▸ DIRECTIONS:
Write out, precisely and in full, each line of the material.

▸ DATASET EXTRACT:
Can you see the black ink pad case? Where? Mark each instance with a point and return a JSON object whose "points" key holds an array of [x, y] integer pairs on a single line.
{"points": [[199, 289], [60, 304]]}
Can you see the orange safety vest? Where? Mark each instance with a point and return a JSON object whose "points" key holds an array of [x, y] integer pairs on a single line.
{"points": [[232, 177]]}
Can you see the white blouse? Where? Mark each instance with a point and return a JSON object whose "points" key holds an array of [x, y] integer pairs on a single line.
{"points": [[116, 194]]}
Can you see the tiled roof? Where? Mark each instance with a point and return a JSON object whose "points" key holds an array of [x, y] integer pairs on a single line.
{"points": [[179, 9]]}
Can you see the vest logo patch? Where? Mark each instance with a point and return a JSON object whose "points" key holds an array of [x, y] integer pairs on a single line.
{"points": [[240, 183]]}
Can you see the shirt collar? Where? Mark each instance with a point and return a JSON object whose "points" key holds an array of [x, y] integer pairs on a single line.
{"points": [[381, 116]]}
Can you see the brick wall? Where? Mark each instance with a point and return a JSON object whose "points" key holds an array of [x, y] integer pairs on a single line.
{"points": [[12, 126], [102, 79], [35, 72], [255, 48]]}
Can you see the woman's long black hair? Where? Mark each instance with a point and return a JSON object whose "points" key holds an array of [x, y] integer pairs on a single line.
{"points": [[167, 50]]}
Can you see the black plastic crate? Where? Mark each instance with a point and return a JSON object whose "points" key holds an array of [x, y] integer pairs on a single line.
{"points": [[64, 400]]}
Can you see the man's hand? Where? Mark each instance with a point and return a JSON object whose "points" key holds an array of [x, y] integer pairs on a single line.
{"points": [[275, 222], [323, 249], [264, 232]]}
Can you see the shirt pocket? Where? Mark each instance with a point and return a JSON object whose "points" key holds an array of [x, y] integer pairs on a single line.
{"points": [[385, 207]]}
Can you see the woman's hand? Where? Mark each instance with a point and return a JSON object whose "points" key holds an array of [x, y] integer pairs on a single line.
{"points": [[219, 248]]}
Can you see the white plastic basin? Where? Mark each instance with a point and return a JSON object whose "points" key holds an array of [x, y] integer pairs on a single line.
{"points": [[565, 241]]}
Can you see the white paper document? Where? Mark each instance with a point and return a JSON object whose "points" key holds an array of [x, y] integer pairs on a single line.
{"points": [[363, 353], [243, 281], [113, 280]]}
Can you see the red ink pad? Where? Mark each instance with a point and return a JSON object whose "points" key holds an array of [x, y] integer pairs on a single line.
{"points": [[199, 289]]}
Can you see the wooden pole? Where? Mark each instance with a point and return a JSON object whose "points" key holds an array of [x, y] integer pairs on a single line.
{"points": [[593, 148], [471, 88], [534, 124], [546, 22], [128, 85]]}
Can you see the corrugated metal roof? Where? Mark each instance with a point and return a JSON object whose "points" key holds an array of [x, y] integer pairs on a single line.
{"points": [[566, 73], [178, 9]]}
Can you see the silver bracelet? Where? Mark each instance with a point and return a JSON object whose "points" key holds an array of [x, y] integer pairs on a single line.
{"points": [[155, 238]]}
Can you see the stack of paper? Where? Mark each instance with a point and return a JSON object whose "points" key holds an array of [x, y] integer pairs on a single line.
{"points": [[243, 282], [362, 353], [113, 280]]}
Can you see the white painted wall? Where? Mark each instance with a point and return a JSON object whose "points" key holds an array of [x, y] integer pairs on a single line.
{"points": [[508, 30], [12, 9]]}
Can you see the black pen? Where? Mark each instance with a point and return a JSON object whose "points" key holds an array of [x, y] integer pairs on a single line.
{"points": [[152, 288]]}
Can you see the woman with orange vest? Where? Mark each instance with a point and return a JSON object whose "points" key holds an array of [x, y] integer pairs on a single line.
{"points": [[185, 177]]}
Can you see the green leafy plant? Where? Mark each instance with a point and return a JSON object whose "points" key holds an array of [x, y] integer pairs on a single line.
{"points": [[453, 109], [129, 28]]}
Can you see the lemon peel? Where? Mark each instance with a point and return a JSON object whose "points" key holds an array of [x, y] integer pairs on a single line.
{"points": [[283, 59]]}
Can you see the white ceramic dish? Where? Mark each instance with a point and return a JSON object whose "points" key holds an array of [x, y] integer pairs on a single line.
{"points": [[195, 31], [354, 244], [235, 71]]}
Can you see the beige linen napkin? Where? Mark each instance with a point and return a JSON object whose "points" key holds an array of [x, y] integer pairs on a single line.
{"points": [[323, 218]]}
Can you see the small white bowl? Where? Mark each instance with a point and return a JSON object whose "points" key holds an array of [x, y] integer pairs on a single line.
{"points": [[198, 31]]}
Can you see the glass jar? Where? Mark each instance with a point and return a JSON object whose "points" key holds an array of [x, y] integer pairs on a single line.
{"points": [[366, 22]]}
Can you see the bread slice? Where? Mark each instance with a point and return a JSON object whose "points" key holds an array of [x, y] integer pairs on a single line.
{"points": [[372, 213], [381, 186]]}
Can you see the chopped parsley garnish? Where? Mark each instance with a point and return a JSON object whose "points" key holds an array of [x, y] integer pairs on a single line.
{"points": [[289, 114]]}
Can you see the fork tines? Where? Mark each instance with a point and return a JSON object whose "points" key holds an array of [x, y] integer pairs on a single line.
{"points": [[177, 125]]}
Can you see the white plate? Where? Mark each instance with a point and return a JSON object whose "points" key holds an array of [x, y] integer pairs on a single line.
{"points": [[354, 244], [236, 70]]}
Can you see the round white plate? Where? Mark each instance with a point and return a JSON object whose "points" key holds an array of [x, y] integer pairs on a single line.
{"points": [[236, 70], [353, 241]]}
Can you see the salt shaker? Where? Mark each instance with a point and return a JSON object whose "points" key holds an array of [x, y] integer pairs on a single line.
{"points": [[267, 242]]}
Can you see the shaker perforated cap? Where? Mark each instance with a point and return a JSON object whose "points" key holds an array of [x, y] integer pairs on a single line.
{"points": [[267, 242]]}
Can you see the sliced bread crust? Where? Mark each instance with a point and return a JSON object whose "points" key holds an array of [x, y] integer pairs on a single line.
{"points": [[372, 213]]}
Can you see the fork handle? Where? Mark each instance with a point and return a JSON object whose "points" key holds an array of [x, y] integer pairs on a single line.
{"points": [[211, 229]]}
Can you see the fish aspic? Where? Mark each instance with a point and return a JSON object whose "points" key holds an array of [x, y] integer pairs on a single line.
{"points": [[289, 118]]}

▸ RESULT OF THIS TASK:
Can you see the black ink pad case? Where? Mark each instance with a point and return a JSON object whose "points" key holds an array of [x, y] integer pairs on a single line.
{"points": [[199, 289], [60, 304]]}
Can you see the orange safety vest? Where? Mark each instance with a point and return a JSON object whose "points" key holds an array of [x, y] integer pairs on a single line.
{"points": [[232, 177]]}
Can you see the white blouse? Where? Mark each instance with a point and return a JSON object whose "points" key holds an array of [x, y] integer pairs on a single line.
{"points": [[116, 194]]}
Can you see the tiled roof? Where? Mark each instance with a point and return a JSON object whose "points" key holds an array of [x, y] integer pairs on a single line.
{"points": [[179, 9]]}
Can you see the vest logo patch? Where? Mark each instance with a point and return a JSON object whose "points" key holds an array of [x, y] integer pairs on a single line.
{"points": [[240, 183]]}
Can you see the shirt collar? Where? Mark each instance with a point and return a JSON object whose "points" key holds an array of [x, y] integer pairs on a single line.
{"points": [[381, 116]]}
Can you see the brick wall? Where? Mark each instance with a point and return a JSON object whose "points" key holds an array of [x, y] integer pairs on a single line.
{"points": [[12, 126], [102, 79], [35, 72], [255, 48]]}
Can you see the woman's long black hair? Where? Mark each instance with a point and return a JSON object whose "points" key holds an array of [x, y] integer pairs on a single line.
{"points": [[167, 50]]}
Can you see the black plastic crate? Where? Mark each instance with a point and return a JSON object whose "points" key holds an array of [x, y] integer pairs on a single line.
{"points": [[64, 400]]}
Can you see the man's hand? Where? Mark each instance with a point and return a JSON object whose "points" key holds an array of [x, y] integer pairs on a single line.
{"points": [[275, 222], [323, 249], [264, 232]]}
Can you see the shirt pocket? Where? Mark each instance with a point and return a JSON object whose "points" key holds an array of [x, y] integer pairs on a single line.
{"points": [[385, 207]]}
Can you see the woman's hand? Where? Mark each instance with a point and return a JSON object whose "points" key holds an array of [x, y] integer pairs on a single line.
{"points": [[219, 248]]}
Can you see the white plastic basin? Where? Mark each instance with a point and return a JSON object whose "points" key holds an array of [x, y] integer pairs on a single line.
{"points": [[565, 241]]}
Can you see the white paper document? Where? Mark each instance with a point and return a JSON object whose "points" key holds an array of [x, y] integer pairs on a single line.
{"points": [[363, 353], [243, 281], [113, 280]]}
Can you see the red ink pad? Where? Mark each instance with a point and return a JSON object whose "points" key holds an array of [x, y] integer pairs on a single line.
{"points": [[199, 289]]}
Can you see the wooden pole? Where? Mark each instance with a point and return a JSON object whose "points" key holds an array of [x, y] integer pairs on a single line.
{"points": [[593, 148], [471, 88], [534, 124], [546, 22], [128, 85]]}
Can you see the corrugated metal roof? Where? Mark each instance with a point and return a JSON object whose "points" key holds an array of [x, y] integer pairs on a single line.
{"points": [[566, 73], [178, 9]]}
Can you see the silver bracelet? Where? Mark each instance with a point and return a JSON object whose "points" key holds an array of [x, y] integer pairs on a single line.
{"points": [[155, 238]]}
Can you see the stack of paper? Where? Mark each instance with a point and return a JSON object whose "points" key holds an array of [x, y] integer pairs on a single line.
{"points": [[243, 282], [362, 353], [113, 280]]}
Can you see the white painted wall? Where? Mark each instance with a point and return a JSON object whose "points" key holds an array of [x, y] integer pairs on a single line.
{"points": [[508, 30], [12, 9]]}
Can you see the black pen? Where? Mark each instance with a point and return a JSON object whose "points" key holds an array of [x, y] integer pairs on a single line.
{"points": [[152, 288]]}
Can you see the woman with orange vest? Where? Mark each instance with a point and return a JSON object whose "points" key holds an array of [x, y] integer pairs on a single line.
{"points": [[185, 177]]}
Can you see the green leafy plant? Where? Mark each instance with a point and return a JSON object whose "points" key holds an array of [x, y] integer pairs on a single line.
{"points": [[453, 109], [129, 28]]}
Can you see the lemon peel? Where? Mark each instance with a point and return a JSON object whose "points" key holds an array of [x, y] integer pairs on a single line.
{"points": [[283, 59]]}
Can you see the white ceramic dish? Where? Mark each instance with a point and return a JSON object whose "points" key holds an array of [x, y] integer pairs on a single line.
{"points": [[195, 31], [354, 244], [235, 71]]}
Can you see the beige linen napkin? Where? Mark each instance with a point and return a JSON object whose "points" key holds an array of [x, y] integer pairs on a single line.
{"points": [[323, 218]]}
Can you see the small white bowl? Where? Mark each instance with a point and return a JSON object whose "points" key holds an array of [x, y] integer pairs on a single line.
{"points": [[198, 31]]}
Can you see the glass jar? Where? Mark each instance with a point and return a JSON object whose "points" key holds an array of [x, y] integer pairs on a single line.
{"points": [[366, 22]]}
Can you see the bread slice? Where? Mark each instance with a point and return a JSON object whose "points" key holds an array of [x, y] integer pairs on a single line.
{"points": [[372, 213], [381, 186]]}
Can you see the chopped parsley garnish? Where? Mark each instance with a point and return a JSON object whose "points" key holds an array of [x, y] integer pairs on a single line.
{"points": [[289, 114]]}
Can you see the fork tines? Where? Mark each instance with a point and return a JSON object whose "points" key holds an array of [x, y] integer pairs on a single line.
{"points": [[177, 125]]}
Can you see the white plate? Where? Mark each instance with a point and return a JSON object whose "points" key holds an array of [x, y] integer pairs on a single line.
{"points": [[354, 244], [236, 70]]}
Can you see the round white plate? Where? Mark each instance with a point and return a JSON object whose "points" key holds an array of [x, y] integer pairs on a single line.
{"points": [[236, 70], [353, 241]]}
Can you see the salt shaker? Where? Mark each instance with a point and return a JSON object whose "points" key holds an array of [x, y] integer pairs on a single line.
{"points": [[267, 242]]}
Can you see the shaker perforated cap? Where? Mark each instance with a point and return a JSON object whose "points" key holds an array of [x, y] integer pairs on a single line.
{"points": [[267, 242]]}
Can you see the sliced bread crust? Where? Mark each instance with a point and return a JSON object whose "points" key holds an array of [x, y] integer pairs on a single line.
{"points": [[372, 213]]}
Can you see the fork handle? Where? Mark each instance with a point and return a JSON object whose "points" key holds an array of [x, y] integer pairs on a single line.
{"points": [[211, 229]]}
Can you see the fish aspic? Where? Mark each instance with a point and return a JSON object whose "points" key holds an array of [x, y] integer pairs on a single line.
{"points": [[289, 118]]}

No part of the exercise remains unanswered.